[Opening Document passage section]

“To cut a long story short, a little over two years ago, some neurons misfired in my head. I was in my office when this happened. I won’t gt into the sordid details and drama that accompanied the episode—except that my colleagues were witnesses to my falling down in a heap, frothing and convulsing. A couple of them bundled me into a car and drove like maniacs where I was admitted into the intensive care unit.
“A month after I was discharged, my family and friends were told a virus had invaded my immune system, permeated the blood-brain barrier, damaged some parts of my brain, and triggered a bout of viral encephalitis—a rare disorder with high mortality rates in some conditions.
“I was among those who survived.
“The only problem is, survivors have to deal with various kinds of complications, In my case, I had lost my memory. I had no idea who I was, where I was, and save a few people close to me, who everybody around was. For all practical purposes, I was dead, But I was breathing, most of my other faculties were still intact, and I hadn’t forgotten the language….

[Closing Document passage section]
[Opening Data section section]

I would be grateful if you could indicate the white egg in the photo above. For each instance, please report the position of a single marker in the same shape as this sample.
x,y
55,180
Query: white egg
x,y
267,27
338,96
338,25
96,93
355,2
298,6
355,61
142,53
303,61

[Closing Data section section]

How to complete this task: Resume the first-person account of surviving viral encephalitis and losing one's memory, starting right after its last sentence.

Solved exercise:
“Between my wife, brother, parents and a few close friends, they took turns to tell me who I was. But I’d get in a few minutes and get back to being a body of nuisance to pretty much everybody around by repeating the same sets of questions.
“No, how do I know all of this happened? Because my wife Anna began compiling a notebook that outlined I detail answers to my questions. My brother Kolya tried to explain what was happening in my head. And my cousin Niffy wrote me long notes of events, places and things from our younger days when were growing up.
“My colleageues at work—IG [ Forbes editor Indrajit Gupta], [director of photography] Dinesh [Krishnan], and special features editor Peter [Griffin]—pitched in by trying to help put in place the pieces of my day job as a journalist.”